#### Excerpt to read:

┄┄┄┄┄┄

It’s far from over, but Real Madrid have gained a substantial advantage over Liverpool in the Champions League quarterfinals with a deserved first-leg win at the Alfredo Di Stefano stadium on Tuesday. Vinicius Junior latched onto a great pass from Toni Kroos to open the scoring in the 27th minute, Marco Asensio took advantage of a blunder by Trent Alexander-Arnold to double the score in the 36th, Mohamed Salah capped off a good spell from the visitors and gave his team some hope in the 51st, but Vinicius rounded off a good display by setting the final score in the 65th.
Klopp’s failed experiment
Liverpool’s lineup, when announced ahead of kick-off, raised a few eyebrows. Compared to the triumph against Arsenal a few days before, the inclusion of Georginio Wijnaldum ahead of James Milner was to be expected, and Diogo Jota starting in the place of Roberto Firmino was no surprise either. But the reasons behind naming Naby Keita instead of Thiago Alcantara in the starting XI remain known only to manager Jurgen Klopp, especially as the Guinean hadn’t played much this season, having struggled with injuries and completed 90 minutes only twice in all competitions.

┄┄┄┄┄┄

#### Task set:
(1) In the match report, whose pass set up Vinicius Junior's opening goal?
(2) Reproduce, word for word, the part of the match report that opens with the words containing "It’s far from" and closes with "in the 65th.".
(3) Take the match report further, continuing from its last sentence.

#### Named-object pointing records:

┄┄┄┄┄┄

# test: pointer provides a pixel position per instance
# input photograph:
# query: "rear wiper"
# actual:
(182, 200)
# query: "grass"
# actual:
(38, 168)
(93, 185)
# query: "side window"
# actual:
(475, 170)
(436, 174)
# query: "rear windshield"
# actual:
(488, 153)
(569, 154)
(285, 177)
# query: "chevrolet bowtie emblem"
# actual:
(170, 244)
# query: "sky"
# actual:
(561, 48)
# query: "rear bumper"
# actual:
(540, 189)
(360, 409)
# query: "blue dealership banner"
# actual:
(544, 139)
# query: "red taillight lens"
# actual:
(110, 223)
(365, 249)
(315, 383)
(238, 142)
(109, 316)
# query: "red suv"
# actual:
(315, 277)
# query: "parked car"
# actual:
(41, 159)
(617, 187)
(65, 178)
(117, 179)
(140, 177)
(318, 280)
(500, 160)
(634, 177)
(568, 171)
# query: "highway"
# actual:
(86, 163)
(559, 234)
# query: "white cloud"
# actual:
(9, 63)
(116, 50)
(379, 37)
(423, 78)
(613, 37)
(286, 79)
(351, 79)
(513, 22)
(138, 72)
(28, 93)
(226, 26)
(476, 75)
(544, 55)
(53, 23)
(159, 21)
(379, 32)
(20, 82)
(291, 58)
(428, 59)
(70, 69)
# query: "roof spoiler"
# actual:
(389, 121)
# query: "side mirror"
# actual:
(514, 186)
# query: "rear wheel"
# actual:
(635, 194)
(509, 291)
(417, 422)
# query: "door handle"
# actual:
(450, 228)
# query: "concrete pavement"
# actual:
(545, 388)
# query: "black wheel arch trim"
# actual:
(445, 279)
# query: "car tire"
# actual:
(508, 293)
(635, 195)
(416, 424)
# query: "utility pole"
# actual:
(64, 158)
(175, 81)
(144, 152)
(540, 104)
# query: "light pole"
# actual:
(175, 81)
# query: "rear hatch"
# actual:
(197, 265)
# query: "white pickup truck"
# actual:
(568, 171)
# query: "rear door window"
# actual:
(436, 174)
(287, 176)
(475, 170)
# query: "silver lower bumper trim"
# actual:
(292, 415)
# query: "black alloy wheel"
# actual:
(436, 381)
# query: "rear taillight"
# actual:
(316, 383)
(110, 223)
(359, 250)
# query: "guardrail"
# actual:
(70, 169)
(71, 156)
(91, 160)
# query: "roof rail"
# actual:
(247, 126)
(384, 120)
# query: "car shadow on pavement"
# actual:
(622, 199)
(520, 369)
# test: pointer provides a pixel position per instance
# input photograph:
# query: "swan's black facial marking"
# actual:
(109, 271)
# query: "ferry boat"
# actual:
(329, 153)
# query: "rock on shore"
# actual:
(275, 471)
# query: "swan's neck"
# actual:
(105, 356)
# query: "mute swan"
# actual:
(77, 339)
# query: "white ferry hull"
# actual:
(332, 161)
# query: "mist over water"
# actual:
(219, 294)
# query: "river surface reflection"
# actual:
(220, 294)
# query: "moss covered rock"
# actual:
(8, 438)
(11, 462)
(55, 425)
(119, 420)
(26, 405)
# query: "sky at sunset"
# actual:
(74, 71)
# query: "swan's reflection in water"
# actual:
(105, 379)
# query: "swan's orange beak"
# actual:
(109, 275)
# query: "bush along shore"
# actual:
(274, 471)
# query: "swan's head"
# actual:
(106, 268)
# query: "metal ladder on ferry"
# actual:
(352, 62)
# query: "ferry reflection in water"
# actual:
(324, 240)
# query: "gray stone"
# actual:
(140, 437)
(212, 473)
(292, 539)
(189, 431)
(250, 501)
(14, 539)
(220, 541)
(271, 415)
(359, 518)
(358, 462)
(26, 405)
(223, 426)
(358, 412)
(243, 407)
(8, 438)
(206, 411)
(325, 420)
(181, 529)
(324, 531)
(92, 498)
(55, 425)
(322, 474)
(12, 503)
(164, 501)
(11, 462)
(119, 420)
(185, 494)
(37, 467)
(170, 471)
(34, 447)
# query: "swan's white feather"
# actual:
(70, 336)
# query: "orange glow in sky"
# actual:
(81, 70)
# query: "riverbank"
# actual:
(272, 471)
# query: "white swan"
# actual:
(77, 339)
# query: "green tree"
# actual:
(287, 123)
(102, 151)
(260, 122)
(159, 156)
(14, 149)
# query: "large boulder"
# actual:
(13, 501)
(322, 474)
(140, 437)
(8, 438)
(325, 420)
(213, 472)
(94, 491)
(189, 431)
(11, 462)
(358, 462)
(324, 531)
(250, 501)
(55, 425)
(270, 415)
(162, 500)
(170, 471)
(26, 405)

┄┄┄┄┄┄

#### Task-by-task results:
(1) Toni Kroos provided the pass.

(2)
It’s far from over, but Real Madrid have gained a substantial advantage over Liverpool in the Champions League quarterfinals with a deserved first-leg win at the Alfredo Di Stefano stadium on Tuesday. Vinicius Junior latched onto a great pass from Toni Kroos to open the scoring in the 27th minute, Marco Asensio took advantage of a blunder by Trent Alexander-Arnold to double the score in the 36th, Mohamed Salah capped off a good spell from the visitors and gave his team some hope in the 51st, but Vinicius rounded off a good display by setting the final score in the 65th.

(3)
The Guinean wasn’t exactly Liverpool’s worst player during the 41 minutes he spent on the pitch before Klopp moved to rectify the situation; others played surprisingly poorly, most notably Alexander-Arnold and Wijnaldum whose wayward passing gave the ball away on numerous occasions, and the high-quality players in white shirts were only too happy to pounce on those mistakes. Liverpool’s midfield didn’t have any shape or clear direction, they didn’t seem to know what to do, either with the ball or without it, which is highly unusual for Klopp’s team.
The moments preceding the two first-half goals were particularly strange. Under Klopp, Liverpool have always been a pressing team, never allowing the opposition playmakers to turn, let alone pick a pass, but the amount of space and time Kroos had before whipping his trademark passes in those situation proved unforgivable.
Things looked quite different with Thiago on the pitch, however. Liverpool were finally able to stifle the hosts and push them way back after the break, and they quickly pulled one back through a brave run from Jota and alertness of Mohamed Salah. But the problem from their point of view was that the most of the damage was already done, and playing against a Real defending a lead is easier said than done. In the end, they could have gotten a better result from this game, but it could also have been much worse.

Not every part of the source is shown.